> DOCUMENT SECTION:
In vivo imaging of CYP2J2 in tumor-bearing mice

The experiments were performed in accordance with guidelines approved by the ethics committee of Dalian Medical University (AEE19047). HeLa and HepG2 cells (5,000,000 cells in PBS) were injected subcutaneously into nude mice, respectively. When the tumors grown to a suitable size for imaging, MXMB (50 μmol/L) was injected into the solid tumors. Imaging was performed at 0–60 min by virtue of an in vivo imaging system (PerkinElmer IVIS, USA). The multi-spectral imaging was obtained from 670 to 730 nm and excitated at 630 nm.

Results and discussion

Construct double-filtering strategy to develop selectivity fluorescent probes

The pronounced substrate overlap for numerous CYPs poses a major obstacle in the development of highly selective probes for sensing a given CYP subtype. As such the main challenge for the development of CYP fluorescent probes is how to overcome the key problems associated with the interaction between various CYPs and small molecule fluorophores, to rapidly screen candidate(s) with preferred isoform-selectivity and metabolic reaction. With this research, a novel double-filtering strategy was developed to uncover CYP isoenzyme-specific NIR fluorescent probes, based on the CYP isoforms pool-based activity screening and virtual screening using reverse protein-ligand docking (Scheme 1). In the first-stage of screening, a series of NIR fluorescent substrates were designed comprehensive consideration of fluorescence mechanism and the metabolic preference of CYP enzymes (S1 to S11, Supporting Information Fig. S1). These probes with a potential CYP-mediated fluorescence OFF to ON model, were then subjected to filtering by using CYP-dependent human liver microsome (HLM, CYP isoforms pool) system with NADPH. The in vitro preliminary screening was used to effectively construct a substrate pool of CYPs-activated NIR fluorescent probes, including S2, S4, S5, S9, S10 and S11 (Fig. 1A).

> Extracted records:
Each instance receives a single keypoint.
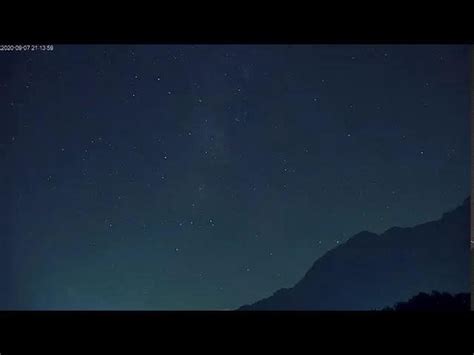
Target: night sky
(209, 176)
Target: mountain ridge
(374, 270)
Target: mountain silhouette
(436, 301)
(370, 271)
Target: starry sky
(164, 177)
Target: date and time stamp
(26, 47)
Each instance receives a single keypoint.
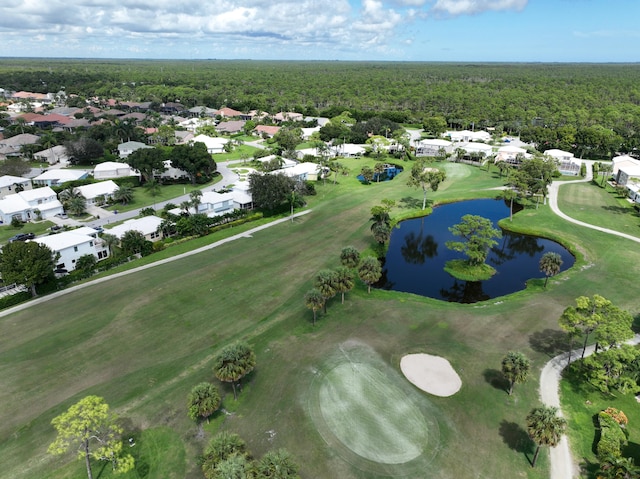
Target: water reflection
(415, 261)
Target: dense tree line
(513, 96)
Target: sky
(385, 30)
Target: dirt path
(562, 463)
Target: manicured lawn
(39, 228)
(599, 206)
(581, 404)
(142, 341)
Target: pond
(417, 255)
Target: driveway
(563, 465)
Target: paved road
(107, 217)
(562, 464)
(246, 234)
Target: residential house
(202, 111)
(473, 147)
(173, 173)
(227, 112)
(98, 193)
(230, 127)
(29, 204)
(468, 136)
(288, 116)
(511, 154)
(113, 169)
(266, 130)
(56, 154)
(621, 162)
(13, 146)
(148, 226)
(348, 150)
(128, 147)
(59, 176)
(433, 147)
(8, 185)
(73, 244)
(628, 174)
(567, 163)
(214, 145)
(302, 171)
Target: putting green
(371, 416)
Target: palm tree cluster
(233, 363)
(328, 282)
(226, 456)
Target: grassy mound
(462, 270)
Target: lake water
(417, 254)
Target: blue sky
(406, 30)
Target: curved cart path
(562, 463)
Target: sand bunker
(432, 374)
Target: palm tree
(203, 401)
(344, 280)
(618, 468)
(350, 257)
(369, 271)
(195, 196)
(545, 427)
(550, 265)
(220, 448)
(111, 242)
(233, 363)
(277, 465)
(314, 300)
(124, 194)
(325, 282)
(76, 205)
(515, 368)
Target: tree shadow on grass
(496, 379)
(517, 439)
(550, 342)
(410, 203)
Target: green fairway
(364, 408)
(142, 341)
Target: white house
(510, 154)
(348, 150)
(58, 176)
(57, 154)
(473, 147)
(215, 204)
(148, 226)
(214, 145)
(9, 183)
(98, 193)
(622, 161)
(627, 174)
(73, 244)
(113, 169)
(128, 147)
(467, 136)
(433, 147)
(24, 205)
(567, 163)
(173, 173)
(301, 171)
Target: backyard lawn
(143, 340)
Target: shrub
(612, 436)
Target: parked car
(21, 237)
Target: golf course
(332, 394)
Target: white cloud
(471, 7)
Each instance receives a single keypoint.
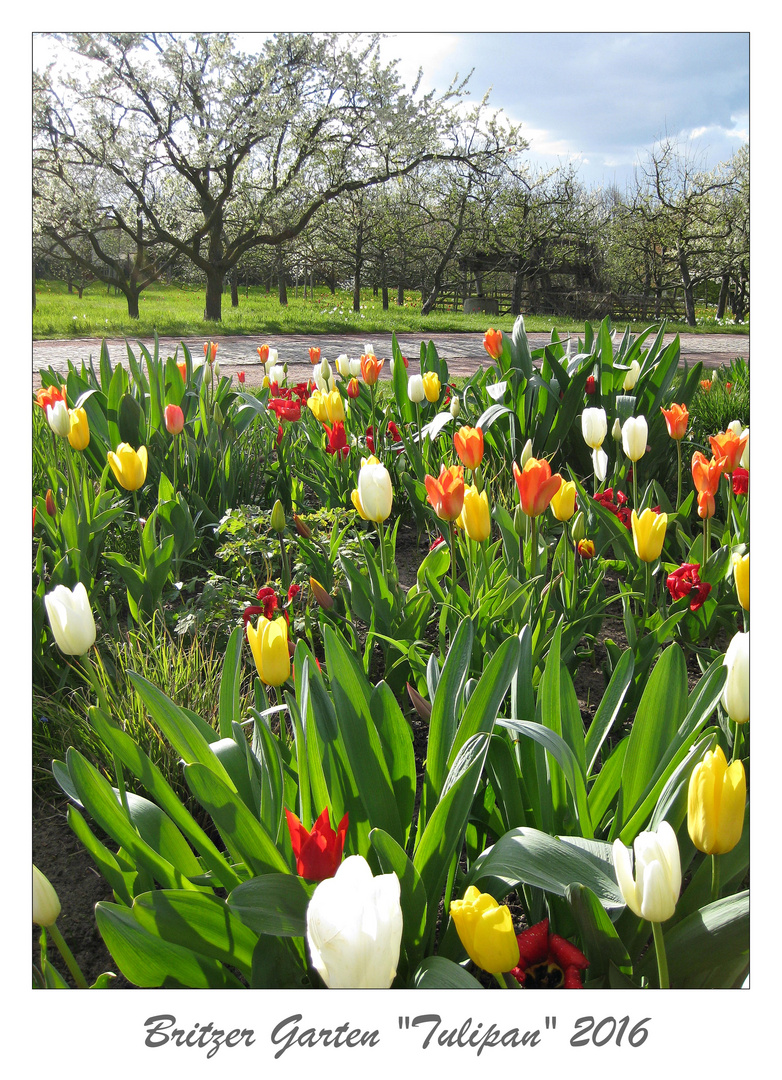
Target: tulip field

> USING THE INFORMATION:
1 > Answer these questions about the passage on CYP2J2 imaging and probe screening, one answer per line:
(a) What concentration of MXMB was injected into the solid tumors?
(b) Over what wavelength range was the multi-spectral imaging obtained?
(c) Which substrates made up the substrate pool of CYPs-activated NIR fluorescent probes?
2 > Pick up the passage on CYP2J2 imaging and probe screening after its last sentence and keep writing it.
This material was drawn from a different source.

> WRITTEN RESPONSES:
1 >
(a) 50 μmol/L
(b) 670 to 730 nm
(c) S2, S4, S5, S9, S10 and S11

2 >
Figure 1

(A) Dealkylation rates of NIR fluorescent substrates by CYP-dependent human liver microsome (HLM). (B) Reverse protein-ligand docking predicted selectivity catalytic spectrum of CYPs for the designed NIR fluorescent substrates. P1, P2 and P3 are known fluorescent probes of CYPs. S1–S11 are the designed fluorescent substrates of CYPs. (C) Docking simulation (left) and molecular dynamic simulations (right) of S9 into CYP2C9. (D) Docking simulation (left) and molecular dynamic simulations (right) of S10 into CYP2J2.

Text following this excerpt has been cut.